WHAT THE TASK ASKS
Format every line of the records below as a numbered list, omitting any blank lines.
===== EXERCISE INPUT
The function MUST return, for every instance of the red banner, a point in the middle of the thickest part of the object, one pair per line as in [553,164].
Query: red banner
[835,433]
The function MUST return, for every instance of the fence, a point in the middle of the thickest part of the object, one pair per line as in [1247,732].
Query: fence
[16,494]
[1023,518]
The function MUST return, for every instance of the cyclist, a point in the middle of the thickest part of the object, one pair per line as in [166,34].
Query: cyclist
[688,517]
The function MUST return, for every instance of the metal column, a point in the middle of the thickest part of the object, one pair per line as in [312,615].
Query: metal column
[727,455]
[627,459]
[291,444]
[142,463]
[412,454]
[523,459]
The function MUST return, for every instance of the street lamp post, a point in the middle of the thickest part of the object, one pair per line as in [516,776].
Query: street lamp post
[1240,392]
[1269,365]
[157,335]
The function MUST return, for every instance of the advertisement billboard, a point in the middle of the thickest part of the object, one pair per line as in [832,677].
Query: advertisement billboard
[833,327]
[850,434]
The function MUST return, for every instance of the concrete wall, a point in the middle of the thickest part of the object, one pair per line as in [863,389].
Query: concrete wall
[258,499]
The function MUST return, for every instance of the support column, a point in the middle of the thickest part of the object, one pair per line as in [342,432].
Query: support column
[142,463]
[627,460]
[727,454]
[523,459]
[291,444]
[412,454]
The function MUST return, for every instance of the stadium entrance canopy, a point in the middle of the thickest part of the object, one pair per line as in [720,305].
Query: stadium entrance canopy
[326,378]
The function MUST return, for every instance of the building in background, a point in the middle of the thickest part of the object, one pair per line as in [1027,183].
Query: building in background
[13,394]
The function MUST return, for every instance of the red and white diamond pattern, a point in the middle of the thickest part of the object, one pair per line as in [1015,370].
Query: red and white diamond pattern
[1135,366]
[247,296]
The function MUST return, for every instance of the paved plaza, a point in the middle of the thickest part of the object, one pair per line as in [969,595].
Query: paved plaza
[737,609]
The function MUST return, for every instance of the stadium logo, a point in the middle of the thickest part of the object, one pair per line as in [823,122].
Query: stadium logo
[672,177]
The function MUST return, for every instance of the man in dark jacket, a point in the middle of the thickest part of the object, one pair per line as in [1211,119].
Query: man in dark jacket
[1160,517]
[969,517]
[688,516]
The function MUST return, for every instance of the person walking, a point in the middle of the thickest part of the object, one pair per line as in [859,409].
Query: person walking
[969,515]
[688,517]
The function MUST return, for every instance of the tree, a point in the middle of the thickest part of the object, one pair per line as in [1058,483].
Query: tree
==========
TASK SOLUTION
1. The function MUST return, for every instance of the red banner, a point in the middle of the thickest part of the object, one pair per line as in [553,164].
2. Query: red banner
3. [835,433]
4. The function MUST return, for every instance of the fence, a point in the middle of the thickest part of the object, one pair per line as in [1247,732].
5. Query: fence
6. [16,494]
7. [1023,518]
8. The function MUST return, for every instance of the cyclist, a point in the middle of the thickest part of the object, one pair per line as in [166,34].
9. Query: cyclist
10. [688,517]
11. The function MUST return, for every instance of the metal column, a point in the middle of the thickest part of the object, one pair per line as in [312,615].
12. Query: metal column
13. [727,455]
14. [627,459]
15. [291,444]
16. [142,463]
17. [412,454]
18. [523,459]
19. The function MUST return, for every instance of the street lamp post, a point in the middle of the thickest part of the object, one pair per line as in [516,776].
20. Query: street lamp post
21. [1240,392]
22. [1269,365]
23. [157,335]
24. The function MUST return, for every instance of the advertisement billboard, a point in the middle of the thickest part of the object, one pair per line as in [832,677].
25. Query: advertisement billboard
26. [833,327]
27. [850,434]
28. The function MUST return, for every instance of the concrete wall, a point in the middle of the thickest part of the object, one pair per line as in [863,389].
29. Query: concrete wall
30. [258,499]
31. The function MUST return, for every instance of the support column, a point in the middle of the thickest part of the object, one pair per line as in [342,432].
32. Query: support column
33. [142,463]
34. [627,460]
35. [727,454]
36. [523,459]
37. [291,444]
38. [412,454]
39. The function MUST return, for every instance of the stadium entrance canopy, a point in the middle of the thickest part of the object, one pair per line as in [720,305].
40. Query: stadium entrance canopy
41. [326,378]
42. The function MUST return, for every instance of the building in background, a point in the middle of the thickest part of the object, one pair per line as in [1027,183].
43. Query: building in background
44. [13,394]
45. The function MUST return, for every instance of the red and white diamond pattern, a point in the middle of the thickest part of the object, one pair per line as in [1015,370].
46. Query: red and white diamond pattern
47. [1135,366]
48. [247,296]
49. The function MUST return, for every instance of the paved plaza, a point in the middle of the thickest part of the object, one pair per line as in [969,595].
50. Query: paved plaza
51. [737,609]
52. The function MUST return, for every instance of the stadium logo, a point in the middle of the thickest part of the object, one pair per line as in [823,122].
53. Query: stadium logo
54. [672,177]
55. The function MUST return, for every instance of the man in dark jacket, a point in the middle of the thickest part of the object, one pair per line as in [1211,119].
56. Query: man in dark jacket
57. [1160,517]
58. [969,517]
59. [688,516]
60. The function MUST return, for every instance of the person walking, a point in the middle of the thickest part of the object, one pair per line as in [859,409].
61. Query: person walking
62. [969,515]
63. [688,517]
64. The function MUST return, for every instance of the tree, a point in the middle of the thickest part of the object, one pair per line as in [1058,483].
65. Query: tree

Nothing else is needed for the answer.